Problems to solve:
A: Decide whether each statement below agrees with the PyTorch SSD guide. Answer yes or no for each, and quote the deciding words from the guide.
(i) The training script supports COCO, VOC, and labelme formats.
(ii) Running the download script fetches a single pretrained model.
(iii) Training on a custom dataset means writing a configuration file from scratch.
B: Write the next part of the PyTorch SSD guide, picking up after its final sentence.

Reading text:
Modern PyTorch SSD implementation.

This implementation is completely based from the one made by amdegroot, therefore all credits to him.

Training SSD

  1. Navigate to models directory and download all the pretrained models running:
$ download.sh
  1. This will download two models, for now, we'll only pay attention to the vgg16_reducedfc.pth. This file contains the pretrained weights of the SSD backbone (VGG)

  2. Run the training script with your preferred parameters and dataset (By now, this repository supports COCO, VOC or labelme formats).

$ python -m ssd train --dataset <labelme|VOC|COCO> \
    --dataset-root path-to-my-data \
    --config <yaml-file-with-prior-boxes-config> \
    --basenet models/vgg16_reducedfc.pth \ # Downloaded in the previous step
    --epochs 8 \
    --batch-size 32 \
    --save-dir data-to-store-checkpoints

Configuration files

To train a model, you need to provide a configuration file to define the prior boxes configuration and some metadata regarding to the dataset. For some famous datasets there are already pre-defined configurations in configs dir.

In case you are training with a custom dataset, copy and paste a pre-defined configuration file and modify according your preferences.

Extracted data:

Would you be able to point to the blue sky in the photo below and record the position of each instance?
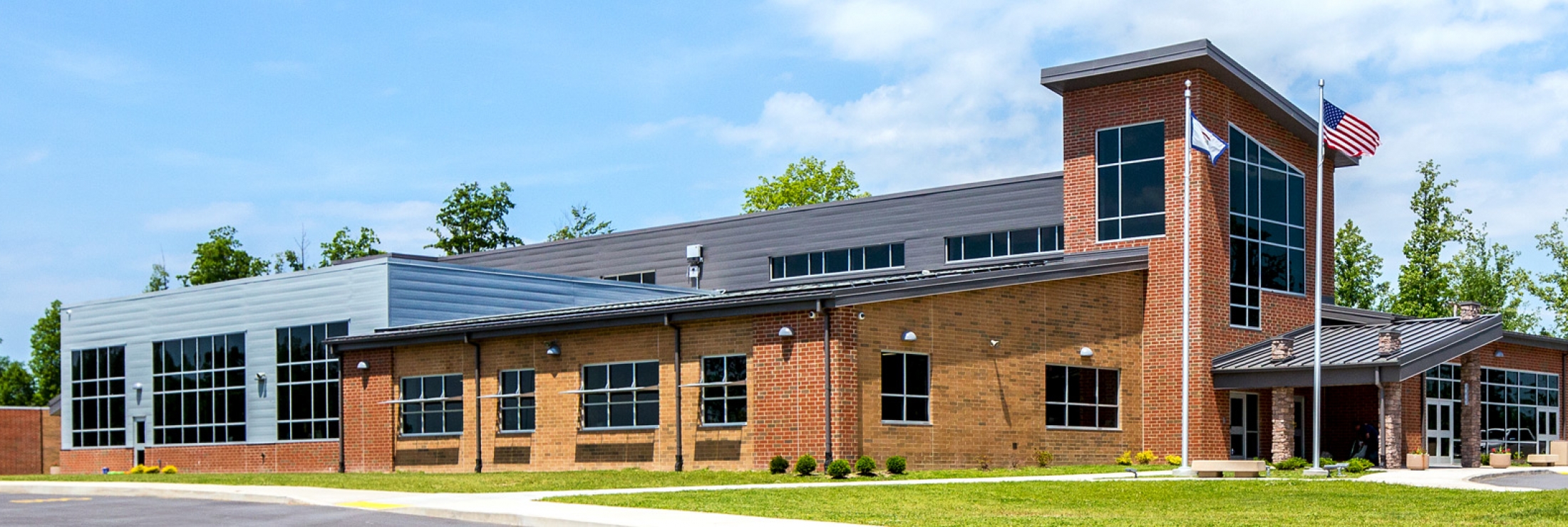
(128, 130)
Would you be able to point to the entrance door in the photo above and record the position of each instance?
(1244, 425)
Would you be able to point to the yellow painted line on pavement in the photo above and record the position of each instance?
(371, 506)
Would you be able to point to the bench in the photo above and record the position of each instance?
(1241, 468)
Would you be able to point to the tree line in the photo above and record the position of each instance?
(469, 220)
(1477, 268)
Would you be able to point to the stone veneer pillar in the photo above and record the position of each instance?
(1470, 413)
(1283, 424)
(1393, 433)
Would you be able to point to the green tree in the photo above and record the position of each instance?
(1357, 272)
(344, 246)
(1485, 272)
(577, 223)
(46, 355)
(1424, 286)
(474, 221)
(16, 385)
(159, 281)
(1553, 288)
(803, 184)
(222, 259)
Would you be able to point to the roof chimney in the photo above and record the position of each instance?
(1470, 311)
(1386, 343)
(1281, 349)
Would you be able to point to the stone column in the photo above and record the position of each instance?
(1393, 433)
(1470, 414)
(1281, 424)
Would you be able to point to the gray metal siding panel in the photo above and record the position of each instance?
(738, 249)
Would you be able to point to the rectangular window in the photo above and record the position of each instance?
(1078, 397)
(1002, 244)
(1130, 181)
(837, 261)
(621, 396)
(432, 405)
(98, 397)
(198, 390)
(636, 278)
(725, 390)
(308, 405)
(907, 388)
(1267, 228)
(516, 400)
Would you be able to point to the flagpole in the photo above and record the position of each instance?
(1318, 306)
(1186, 292)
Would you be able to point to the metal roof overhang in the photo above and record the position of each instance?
(1063, 267)
(1360, 374)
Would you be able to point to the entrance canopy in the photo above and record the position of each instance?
(1351, 353)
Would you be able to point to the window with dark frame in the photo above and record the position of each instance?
(516, 400)
(1004, 244)
(620, 396)
(907, 388)
(432, 405)
(1267, 228)
(725, 390)
(198, 390)
(1079, 397)
(837, 261)
(1130, 182)
(98, 397)
(634, 278)
(308, 404)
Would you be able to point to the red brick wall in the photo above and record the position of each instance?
(1161, 98)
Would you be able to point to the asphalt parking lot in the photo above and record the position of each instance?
(81, 510)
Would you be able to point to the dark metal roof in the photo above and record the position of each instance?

The answers:
A:
(i) Yes: "By now, this repository supports COCO, VOC or labelme formats"
(ii) No: "This will download two models"
(iii) No: "copy and paste a pre-defined configuration file and modify according your preferences"

B:
A configuration file looks as follows:

config:
  name: <dataset-name>
  num-classes: <number of classes>
  image-size: 300
  prior-boxes: # Prior boxes configuration (do not touch it if you don't know what you are doing 😀)
    feature-maps: [38, 19, 10, 5, 3, 1]
    min-sizes: [30, 60, 111, 162, 213, 264]
    max-sizes: [60, 111, 162, 213, 264, 315]
    aspect-ratios: [[2], [2, 3], [2, 3], [2, 3], [2], [2]]
    steps: [8, 16, 32, 64, 100, 300]
    clip: true
  classes:
   - class1
   - class2
   - # ...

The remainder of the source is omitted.